## Text section

※

Clinician shortages abound. Ageing, chronic disease and rising patient expectations are chewing through any latent capacity within health systems around the world at the same time as the baby boomer participants in those workforces ease into retirement. Everywhere health groups are talking about shortages of people. let alone good people!
How do we overcome this? The recent proposal to create another medical school in Western Australia was hardly well received by a system groaning under the weight of demand. Others would say that even as we increase training capacity we perhaps lower the quality of graduates. So at many levels this solution has problems.
Data released a week ago on workforce modelling in Australia indicates that nursing schools have a 34% attrition rate. We are also expected to have a shortfall in nurses of 85,000 by 2025. Medical schools are lucky to have a single figure attrition rate, perhaps because so many courses are post-graduate entry. Either way, what is clear is that once qualified, very many of our investments do not find their way to patients over the long-term. The challenges confronted by clinicians means they leave patient facing activity in droves and often the entire sector. This is not good news for a system experiencing huge growth. Even with the considerable positive differential between Australian remuneration (most especially for GPs) and overseas, poaching is not a sustainable solution.
Many regions are taking a different approach to the problem. They are deliberately fostering a multi-disciplinary approach. This equates to bringing in complementary skills from the social sciences, allied health, nursing and medicine with a good dose of systems and administration to pull it all together. Work is spread across the team to the maximum scope of practice of all players. In most sites, reported improvements in patient outcomes results in vastly improved satisfaction for patients and those involved in care.
The biggest driver of satisfaction seems to be threefold; not working in isolation and feeling like you offer insufficient support to solve real problems, having other specialists to turn to for input and creating a career path. The leading systems are fostering specialisation by doctors and nurses!
Doctors are running complex care for diabetes, dermatology, hepatitis and a myriad of other conditions which are both in demand and of interest to the clinician. Their standing as the resident “expert” in a domain does not preclude them from doing generalist work if they choose too. It simply means that for some sessions or some types of patients they are the acknowledged expert. Increasingly, these folks are being called upon to support their own patients, have input into their colleagues patients and perhaps even be the hub within a network of general practice providers. With more training, more time to see these complex patients and better systems and models of care to support the work, the entire effort has multiple dividends.
Maybe rather than more clinicians, what we need is better and deeper care using our existing resources in new configurations which support individual aspiration and interest as well as real patient need. If we do this well, clinicians with corresponding objectives will seek our centres out to the benefit of our patients and our team.

※

## Brief
Reproduce the part of the piece on clinician shortages that begins at the words "Data released a" and stops after the words "a sustainable solution.". These rows are separate material, unrelated to the piece on clinician shortages above.

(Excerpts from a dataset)
※

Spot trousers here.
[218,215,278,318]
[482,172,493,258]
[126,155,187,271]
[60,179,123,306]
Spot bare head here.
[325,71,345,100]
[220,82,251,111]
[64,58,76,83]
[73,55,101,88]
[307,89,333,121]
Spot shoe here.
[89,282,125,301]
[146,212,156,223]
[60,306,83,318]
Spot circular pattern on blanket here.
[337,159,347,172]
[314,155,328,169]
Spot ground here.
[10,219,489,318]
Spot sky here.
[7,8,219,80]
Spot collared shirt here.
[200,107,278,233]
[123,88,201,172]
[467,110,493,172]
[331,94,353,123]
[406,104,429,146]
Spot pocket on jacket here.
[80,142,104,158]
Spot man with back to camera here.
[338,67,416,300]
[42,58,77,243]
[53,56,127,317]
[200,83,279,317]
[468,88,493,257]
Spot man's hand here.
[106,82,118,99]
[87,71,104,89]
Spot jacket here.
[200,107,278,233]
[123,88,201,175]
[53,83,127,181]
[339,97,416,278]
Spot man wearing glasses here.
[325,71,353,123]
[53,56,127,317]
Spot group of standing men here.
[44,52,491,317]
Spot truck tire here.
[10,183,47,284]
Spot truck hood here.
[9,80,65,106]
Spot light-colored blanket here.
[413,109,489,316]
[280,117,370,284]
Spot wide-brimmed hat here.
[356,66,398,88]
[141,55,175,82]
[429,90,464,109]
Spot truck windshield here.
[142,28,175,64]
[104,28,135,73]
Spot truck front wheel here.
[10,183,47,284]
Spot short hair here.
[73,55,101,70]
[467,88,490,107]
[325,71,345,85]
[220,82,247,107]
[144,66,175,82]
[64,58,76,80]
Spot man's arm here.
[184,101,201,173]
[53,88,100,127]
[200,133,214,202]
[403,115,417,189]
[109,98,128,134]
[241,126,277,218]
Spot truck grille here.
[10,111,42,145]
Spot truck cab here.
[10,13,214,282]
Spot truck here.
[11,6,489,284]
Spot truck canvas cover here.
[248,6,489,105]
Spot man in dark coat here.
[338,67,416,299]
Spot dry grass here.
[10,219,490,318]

※

## Result
Data released a week ago on workforce modelling in Australia indicates that nursing schools have a 34% attrition rate. We are also expected to have a shortfall in nurses of 85,000 by 2025. Medical schools are lucky to have a single figure attrition rate, perhaps because so many courses are post-graduate entry. Either way, what is clear is that once qualified, very many of our investments do not find their way to patients over the long-term. The challenges confronted by clinicians means they leave patient facing activity in droves and often the entire sector. This is not good news for a system experiencing huge growth. Even with the considerable positive differential between Australian remuneration (most especially for GPs) and overseas, poaching is not a sustainable solution.